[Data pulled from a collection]
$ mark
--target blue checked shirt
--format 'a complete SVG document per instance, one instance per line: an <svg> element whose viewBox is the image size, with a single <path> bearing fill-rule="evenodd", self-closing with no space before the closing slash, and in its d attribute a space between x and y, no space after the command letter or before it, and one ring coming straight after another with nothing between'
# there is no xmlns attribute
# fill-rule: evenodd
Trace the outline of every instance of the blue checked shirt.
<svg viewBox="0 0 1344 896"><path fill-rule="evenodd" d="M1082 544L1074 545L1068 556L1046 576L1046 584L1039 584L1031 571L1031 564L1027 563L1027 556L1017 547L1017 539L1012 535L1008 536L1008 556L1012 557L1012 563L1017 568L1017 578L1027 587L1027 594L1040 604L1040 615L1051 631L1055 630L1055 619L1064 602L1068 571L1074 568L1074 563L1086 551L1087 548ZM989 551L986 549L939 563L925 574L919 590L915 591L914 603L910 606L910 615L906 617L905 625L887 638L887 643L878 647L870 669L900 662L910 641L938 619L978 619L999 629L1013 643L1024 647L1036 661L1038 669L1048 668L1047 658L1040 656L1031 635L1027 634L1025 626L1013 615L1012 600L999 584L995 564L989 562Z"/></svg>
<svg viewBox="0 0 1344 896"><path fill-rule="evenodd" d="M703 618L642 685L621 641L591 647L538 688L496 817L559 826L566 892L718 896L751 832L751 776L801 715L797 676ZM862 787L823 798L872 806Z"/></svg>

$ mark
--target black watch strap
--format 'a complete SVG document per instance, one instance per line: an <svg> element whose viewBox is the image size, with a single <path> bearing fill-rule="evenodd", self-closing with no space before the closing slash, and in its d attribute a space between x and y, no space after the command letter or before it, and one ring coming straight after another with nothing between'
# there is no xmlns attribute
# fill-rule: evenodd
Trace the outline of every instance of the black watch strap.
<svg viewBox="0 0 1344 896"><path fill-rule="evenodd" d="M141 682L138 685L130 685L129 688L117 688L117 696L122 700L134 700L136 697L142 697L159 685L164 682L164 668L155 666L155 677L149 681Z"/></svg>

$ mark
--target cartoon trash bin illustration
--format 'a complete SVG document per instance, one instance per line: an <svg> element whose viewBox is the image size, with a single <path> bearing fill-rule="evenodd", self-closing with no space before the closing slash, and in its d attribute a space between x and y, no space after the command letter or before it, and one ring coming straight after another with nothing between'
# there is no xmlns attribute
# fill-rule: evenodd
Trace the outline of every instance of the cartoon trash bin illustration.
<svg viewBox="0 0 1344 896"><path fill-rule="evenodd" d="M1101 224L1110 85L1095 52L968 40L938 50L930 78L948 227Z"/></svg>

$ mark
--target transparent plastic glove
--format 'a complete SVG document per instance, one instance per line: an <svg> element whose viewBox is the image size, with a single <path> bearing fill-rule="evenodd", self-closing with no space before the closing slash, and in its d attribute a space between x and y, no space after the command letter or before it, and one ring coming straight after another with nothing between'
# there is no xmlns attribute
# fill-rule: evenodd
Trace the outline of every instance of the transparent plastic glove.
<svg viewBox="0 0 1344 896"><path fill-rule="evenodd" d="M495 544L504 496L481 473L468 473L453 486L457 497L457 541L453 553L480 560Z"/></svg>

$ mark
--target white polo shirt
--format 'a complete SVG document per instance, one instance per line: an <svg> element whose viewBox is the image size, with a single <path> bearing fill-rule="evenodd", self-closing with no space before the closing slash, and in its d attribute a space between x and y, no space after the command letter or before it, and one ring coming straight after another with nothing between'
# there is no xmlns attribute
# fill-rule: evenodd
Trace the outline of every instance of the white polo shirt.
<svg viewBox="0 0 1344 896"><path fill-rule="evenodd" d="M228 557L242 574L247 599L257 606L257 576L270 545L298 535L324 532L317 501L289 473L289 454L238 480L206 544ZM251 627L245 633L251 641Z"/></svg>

[Requirements] Please copy the data above line for line, with nothing changed.

[Result of the exercise]
$ mark
--target blue checked shirt
--format 'a complete SVG document per instance, one instance per line: an <svg> element whose viewBox is the image size, with a single <path> bearing fill-rule="evenodd", self-closing with no space before the closing slash, and in its d attribute a space between x and y, no space after the command letter or before it, and one ring coming straight after another with nothing between'
# there is no xmlns attribute
# fill-rule: evenodd
Trace the outline of every instance of the blue checked shirt.
<svg viewBox="0 0 1344 896"><path fill-rule="evenodd" d="M1082 544L1074 545L1068 556L1046 576L1046 584L1039 584L1031 571L1031 564L1027 563L1027 556L1017 547L1017 539L1012 535L1008 536L1008 556L1012 557L1012 563L1017 568L1017 578L1027 587L1027 594L1040 604L1040 615L1051 631L1055 630L1055 619L1064 602L1068 571L1074 568L1074 563L1086 551L1087 548ZM989 551L986 549L939 563L925 574L919 590L915 591L914 603L910 606L910 615L906 617L905 625L887 638L887 643L878 647L870 669L900 662L910 641L938 619L978 619L999 629L1013 643L1024 647L1036 661L1038 669L1048 668L1047 658L1040 656L1031 635L1027 634L1025 626L1013 615L1012 600L999 584L995 564L989 562Z"/></svg>
<svg viewBox="0 0 1344 896"><path fill-rule="evenodd" d="M703 618L642 685L621 641L591 647L538 688L496 817L559 826L566 892L718 896L751 832L751 776L801 715L797 676ZM862 787L823 798L872 806Z"/></svg>

$ mark
--target black watch strap
--format 'a complete SVG document per instance, one instance per line: an <svg> element whose viewBox is the image size, with a single <path> bearing fill-rule="evenodd", self-closing with no space before the closing slash, and in its d attribute a space between x and y, no space after the command letter or before it, and one ring coming straight after another with nothing between'
# there is no xmlns attribute
# fill-rule: evenodd
Trace the outline of every instance of the black watch strap.
<svg viewBox="0 0 1344 896"><path fill-rule="evenodd" d="M141 682L138 685L130 685L129 688L117 688L117 696L122 700L134 700L136 697L142 697L159 685L164 682L164 668L155 666L155 677L149 681Z"/></svg>

$ mark
--target cartoon trash bin illustration
--format 'a complete SVG document per instance, one instance per line: an <svg> element whose viewBox is the image size, with a single <path> bearing fill-rule="evenodd", self-closing with no space before the closing slash, and in its d attribute a space between x and y, no space after the command letter or before it, and one ring coming straight after another with nothing between'
# there is no xmlns attribute
# fill-rule: evenodd
Trace the outline of every instance of the cartoon trash bin illustration.
<svg viewBox="0 0 1344 896"><path fill-rule="evenodd" d="M1101 224L1110 85L1095 52L968 40L938 50L930 78L948 227Z"/></svg>

$ mark
--target transparent plastic glove
--format 'a complete SVG document per instance, one instance per line: an <svg> element whose viewBox is the image size, with a single <path> bearing fill-rule="evenodd", self-closing with no space before the closing slash, and in its d attribute a space between x and y, no space after the command letter or before it, and one ring coming straight after another with nothing between'
# there is no xmlns attribute
# fill-rule: evenodd
Trace the outline of every instance of the transparent plastic glove.
<svg viewBox="0 0 1344 896"><path fill-rule="evenodd" d="M495 544L504 496L481 473L468 473L453 486L457 497L457 541L453 553L480 560Z"/></svg>

$ mark
--target white polo shirt
--format 'a complete SVG document per instance, one instance per line: an <svg> element whose viewBox is the image size, with a single <path> bearing fill-rule="evenodd", self-closing with no space before the closing slash, and in its d attribute a space between x and y, no space after the command letter or before it, and one ring coming straight after another with nothing between'
# there is no xmlns attribute
# fill-rule: evenodd
Trace the outline of every instance of the white polo shirt.
<svg viewBox="0 0 1344 896"><path fill-rule="evenodd" d="M228 557L242 574L247 599L257 606L257 576L270 545L298 535L324 532L317 501L289 473L289 454L238 480L206 544ZM251 627L245 633L251 641Z"/></svg>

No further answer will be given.